→ **Da fare**:
- a) Secondo il brano sulla repressione, a quale scopo occorre analizzare criticamente le varie definizioni? Rispondi in una o due frasi.
- b) Nel brano sulla repressione, a quanti anni di carcere cumulativi sono stati condannati i 25 compagni arrestati a Genova?

→ **Brano proposto**:
::::::::::

Il tentativo di imbrigliare i movimenti in una rete di repressione non
è mai stato così forte da almeno 20 anni.
Stiamo vivendo un’ondata repressiva che coinvolgerà tutti. A partire
dai 25 compagni arrestati a Genova e condannati a 110 anni di carcere cumulativi, ai 13 compagni di Sud Ribelle,
per i quali sono stati chiesti 50 anni di carcere e varie misure
cautelative, ai compagni di Firenze che nel 1999 hanno avuto la colpa
di "manifestare" contro la guerra in Kosovo, reagendo alle cariche
indiscriminate della polizia, come dimostra questo video hostato da NGV, anche loro sotto processo.
Ovviamente il pacchetto sicurezza approvato nelle aule del potere va
sempre nella stessa direzione: reprimere, reprimere reprimere.
Per discorrere in modo propositivo di sicurezza e repressione b/sogna
analizzare criticamente le varie definizioni: Cosè la sicurezza? O cosa
intendiamo per sicurezza? Che cosè la paura? E il degrado?

::::::::::

→ **Estratti del dataset**:

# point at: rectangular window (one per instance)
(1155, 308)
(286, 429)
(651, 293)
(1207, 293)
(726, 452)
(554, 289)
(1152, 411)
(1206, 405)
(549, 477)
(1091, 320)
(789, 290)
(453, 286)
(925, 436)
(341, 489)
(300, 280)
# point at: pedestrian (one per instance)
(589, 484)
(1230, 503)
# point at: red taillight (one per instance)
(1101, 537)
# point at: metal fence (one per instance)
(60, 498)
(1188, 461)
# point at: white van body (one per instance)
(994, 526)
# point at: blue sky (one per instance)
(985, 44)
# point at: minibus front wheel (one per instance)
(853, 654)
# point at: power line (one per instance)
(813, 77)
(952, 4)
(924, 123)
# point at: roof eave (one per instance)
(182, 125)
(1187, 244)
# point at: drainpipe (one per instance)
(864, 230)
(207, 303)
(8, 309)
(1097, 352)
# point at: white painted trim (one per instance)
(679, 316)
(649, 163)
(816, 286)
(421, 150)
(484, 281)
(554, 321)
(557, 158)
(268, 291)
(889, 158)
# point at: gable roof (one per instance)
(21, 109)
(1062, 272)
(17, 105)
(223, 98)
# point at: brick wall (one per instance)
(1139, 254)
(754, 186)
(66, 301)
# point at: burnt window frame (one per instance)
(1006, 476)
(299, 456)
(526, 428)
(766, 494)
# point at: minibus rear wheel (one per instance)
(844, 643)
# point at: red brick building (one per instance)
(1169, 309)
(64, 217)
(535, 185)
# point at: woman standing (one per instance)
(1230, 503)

::::::::::

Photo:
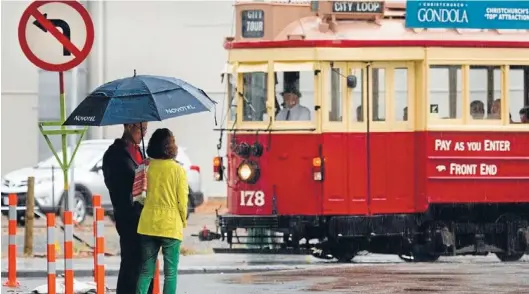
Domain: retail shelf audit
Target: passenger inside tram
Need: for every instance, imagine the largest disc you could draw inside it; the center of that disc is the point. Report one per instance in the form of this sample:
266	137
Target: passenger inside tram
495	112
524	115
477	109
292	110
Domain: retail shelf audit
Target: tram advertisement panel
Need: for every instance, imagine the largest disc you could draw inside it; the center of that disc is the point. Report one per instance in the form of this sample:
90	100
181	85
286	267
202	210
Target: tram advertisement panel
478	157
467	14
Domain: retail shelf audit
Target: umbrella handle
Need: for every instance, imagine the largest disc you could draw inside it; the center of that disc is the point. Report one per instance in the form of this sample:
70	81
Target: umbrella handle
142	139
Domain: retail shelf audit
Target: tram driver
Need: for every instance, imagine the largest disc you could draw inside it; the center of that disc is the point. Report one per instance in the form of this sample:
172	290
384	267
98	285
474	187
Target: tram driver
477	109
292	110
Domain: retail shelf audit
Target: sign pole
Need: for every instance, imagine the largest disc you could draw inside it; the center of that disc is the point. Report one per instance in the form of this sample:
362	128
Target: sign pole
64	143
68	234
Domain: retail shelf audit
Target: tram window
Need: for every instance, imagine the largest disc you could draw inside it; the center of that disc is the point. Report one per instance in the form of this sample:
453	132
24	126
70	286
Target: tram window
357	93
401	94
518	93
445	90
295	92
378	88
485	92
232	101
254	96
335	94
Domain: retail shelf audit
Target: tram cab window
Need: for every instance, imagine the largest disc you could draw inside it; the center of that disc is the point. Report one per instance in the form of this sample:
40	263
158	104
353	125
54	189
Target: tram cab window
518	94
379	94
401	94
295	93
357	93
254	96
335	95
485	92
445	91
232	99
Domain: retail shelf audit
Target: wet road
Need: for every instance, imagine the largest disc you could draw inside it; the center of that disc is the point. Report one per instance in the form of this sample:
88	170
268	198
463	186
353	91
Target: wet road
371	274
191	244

::::::::::

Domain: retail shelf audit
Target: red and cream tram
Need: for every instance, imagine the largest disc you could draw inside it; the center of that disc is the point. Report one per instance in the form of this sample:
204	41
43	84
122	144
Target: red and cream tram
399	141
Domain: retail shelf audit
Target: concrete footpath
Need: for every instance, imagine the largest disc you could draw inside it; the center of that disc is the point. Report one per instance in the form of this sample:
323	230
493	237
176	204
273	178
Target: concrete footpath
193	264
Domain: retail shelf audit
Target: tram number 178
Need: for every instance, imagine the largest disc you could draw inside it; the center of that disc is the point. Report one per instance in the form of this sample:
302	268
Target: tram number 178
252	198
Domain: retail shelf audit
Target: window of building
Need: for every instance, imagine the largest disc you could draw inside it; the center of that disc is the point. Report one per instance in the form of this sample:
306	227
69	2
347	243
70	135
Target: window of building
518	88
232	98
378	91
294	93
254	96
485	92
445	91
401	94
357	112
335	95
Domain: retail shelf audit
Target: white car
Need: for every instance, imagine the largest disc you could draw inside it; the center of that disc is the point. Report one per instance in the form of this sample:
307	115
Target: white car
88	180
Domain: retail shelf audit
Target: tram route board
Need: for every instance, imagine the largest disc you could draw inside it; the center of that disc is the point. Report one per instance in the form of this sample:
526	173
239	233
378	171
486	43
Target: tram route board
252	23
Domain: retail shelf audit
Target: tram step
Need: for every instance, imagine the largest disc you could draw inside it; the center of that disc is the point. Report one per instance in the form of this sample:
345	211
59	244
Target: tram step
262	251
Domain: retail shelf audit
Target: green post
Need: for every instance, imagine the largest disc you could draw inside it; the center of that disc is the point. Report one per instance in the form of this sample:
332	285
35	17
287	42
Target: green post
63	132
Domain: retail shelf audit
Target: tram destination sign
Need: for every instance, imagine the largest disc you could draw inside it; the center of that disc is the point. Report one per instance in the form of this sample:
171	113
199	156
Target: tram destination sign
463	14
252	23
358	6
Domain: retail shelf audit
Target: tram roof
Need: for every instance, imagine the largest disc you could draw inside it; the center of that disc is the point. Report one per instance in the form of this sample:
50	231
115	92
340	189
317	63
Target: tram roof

::::::::::

→ **Risposte per compito**:
- a) Occorre analizzarle criticamente per poter discorrere in modo propositivo di sicurezza e repressione. Le definizioni da esaminare sono quelle di sicurezza, paura e degrado.

- b) Sono stati condannati a 110 anni di carcere cumulativi.